[Do this]: Resume the news report on MIT's high-temperature superfluid gas, writing on from after its final sentence.

[Supplied text]:
## begin
CAMBRIDGE, Mass. -- MIT scientists have brought a supercool end to a heated race among physicists: They have become the first to create a new type of matter, a gas of atoms that shows high-temperature superfluidity.
Their work, to be reported in the June 23 issue of Nature, is closely related to the superconductivity of electrons in metals. Observations of superfluids may help solve lingering questions about high-temperature superconductivity, which has widespread applications for magnets, sensors and energy-efficient transport of electricity, said Wolfgang Ketterle, a Nobel laureate who heads the MIT group and who is the John D. MacArthur Professor of Physics.

Seeing the superfluid gas so clearly is such a dramatic step that Dan Kleppner, director of the MIT-Harvard Center for Ultracold Atoms, said, "This is not a smoking gun for superfluidity. This is a canon."
## end
[Data listing]:
## begin
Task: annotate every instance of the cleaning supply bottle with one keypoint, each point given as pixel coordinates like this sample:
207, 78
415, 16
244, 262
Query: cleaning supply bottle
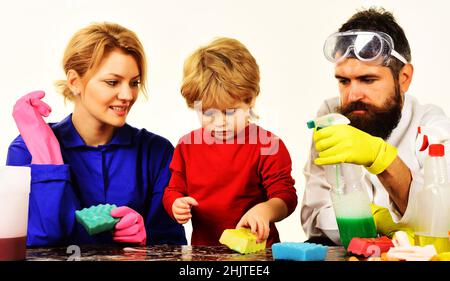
432, 221
349, 197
## end
[Answer for this exercise]:
For several years, research groups around the world have been studying cold gases of so-called fermionic atoms with the ultimate goal of finding new forms of superfluidity. A superfluid gas can flow without resistance. It can be clearly distinguished from a normal gas when it is rotated. A normal gas rotates like an ordinary object, but a superfluid can only rotate when it forms vortices similar to mini-tornadoes. This gives a rotating superfluid the appearance of Swiss cheese, where the holes are the cores of the mini-tornadoes. "When we saw the first picture of the vortices appear on the computer screen, it was simply breathtaking," said graduate student Martin Zwierlein in recalling the evening of April 13, when the team first saw the superfluid gas. For almost a year, the team had been working on making magnetic fields and laser beams very round so the gas could be set in rotation. "It was like sanding the bumps off of a wheel to make it perfectly round," Zwierlein explained.

"In superfluids, as well as in superconductors, particles move in lockstep. They form one big quantum-mechanical wave," explained Ketterle. Such a movement allows superconductors to carry electrical currents without resistance.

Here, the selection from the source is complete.